TASK OBJECTIVE:
Reproduce the methods text between "Statistical analysis" and "Fisher’s exact tests.", inclusive, swapping "Mann–Whitney U test" for "Wilcoxon rank-sum test".

READING TEXT:

Slide digitization and image evaluation
We used whole-slide imaging (WSI), a method that is replacing the microscope for classical diagnosis in some centres (Pantanowitz et al., 2013), to analyse digital images. We obtained the images in TIFF format by scanning the 66 stained slides with an Aperio ScanScope XT scanner at 40X magnification at a resolution of 0.25 µm/pixel. We extracted each cylinder of the original WSI from each TMA as a single image using an automatic tool developed by members of our team (Roszkowiak & López, 2016). The tissue cylinder areas and the stained areas of immune markers in each image were evaluated using our own digital image analysis procedures (López et al., 2020), which enable the number and density (in µm2) of pixels of the positive-stained areas for each immune marker, and the area of each cylinder included in the TMAs, to be calculated (Callau et al., 2015). The concentration of each immune marker was calculated as the percentage of positive-stained areas of each immune marker relative to the whole area of the cylinder, as previously described (López et al., 2020).
Clinical and pathological variables
To determine which clinical and pathological variables, in addition to the peritumoral immune response, could also be associated with the presence of metastasis in the ALN at diagnosis, the following data were collected from the patients’ clinical records: age, tumour diameter, lymphovascular invasion (LVI), perineural invasion (PNI), histological grade, oestrogen receptor status (ER), progesterone receptor status (PR), HER–2 status, proliferation index (Ki67), menopausal status and molecular profile.
Statistical analysis
Differences in immune response marker concentrations between patients diagnosed with and without metastasis in their ALN were evaluated using the Mann–Whitney U test. The quantitative clinical and pathological variables in the two groups of patients were compared using the Mann–Whitney U test or Student’s unmatched samples t-test (age and tumour diameter). In order to identify disproportionate frequencies of combinations of categories of the clinical and pathological variables we performed chi-squared test or Fisher’s exact tests.

EXERCISE DATA:

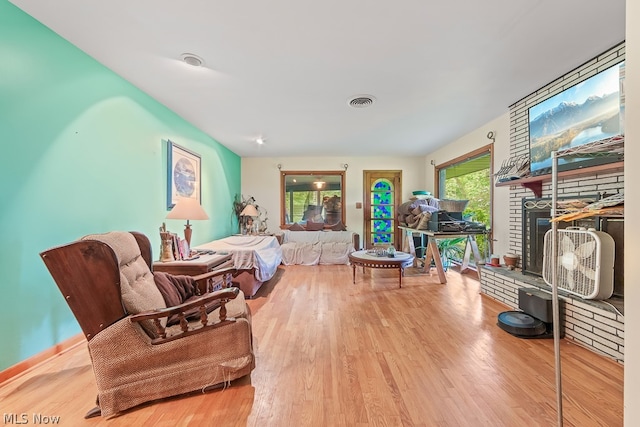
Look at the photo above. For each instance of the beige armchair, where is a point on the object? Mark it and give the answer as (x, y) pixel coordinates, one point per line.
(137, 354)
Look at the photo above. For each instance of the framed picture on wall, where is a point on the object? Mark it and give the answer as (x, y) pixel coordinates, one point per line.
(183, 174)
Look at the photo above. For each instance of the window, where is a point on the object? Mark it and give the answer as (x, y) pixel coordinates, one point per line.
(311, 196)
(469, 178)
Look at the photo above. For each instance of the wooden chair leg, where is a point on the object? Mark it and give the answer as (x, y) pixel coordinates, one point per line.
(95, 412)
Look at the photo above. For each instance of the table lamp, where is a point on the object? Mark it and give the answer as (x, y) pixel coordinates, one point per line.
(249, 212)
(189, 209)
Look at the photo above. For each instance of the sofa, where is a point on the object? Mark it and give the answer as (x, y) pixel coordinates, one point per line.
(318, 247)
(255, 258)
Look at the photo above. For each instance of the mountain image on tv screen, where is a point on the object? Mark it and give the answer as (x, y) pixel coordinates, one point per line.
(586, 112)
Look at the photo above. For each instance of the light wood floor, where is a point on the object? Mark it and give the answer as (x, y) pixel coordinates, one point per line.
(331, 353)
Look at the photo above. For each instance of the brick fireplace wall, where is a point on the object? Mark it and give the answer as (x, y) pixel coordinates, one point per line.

EXERCISE RESULT:
Statistical analysis
Differences in immune response marker concentrations between patients diagnosed with and without metastasis in their ALN were evaluated using the Wilcoxon rank-sum test. The quantitative clinical and pathological variables in the two groups of patients were compared using the Wilcoxon rank-sum test or Student’s unmatched samples t-test (age and tumour diameter). In order to identify disproportionate frequencies of combinations of categories of the clinical and pathological variables we performed chi-squared test or Fisher’s exact tests.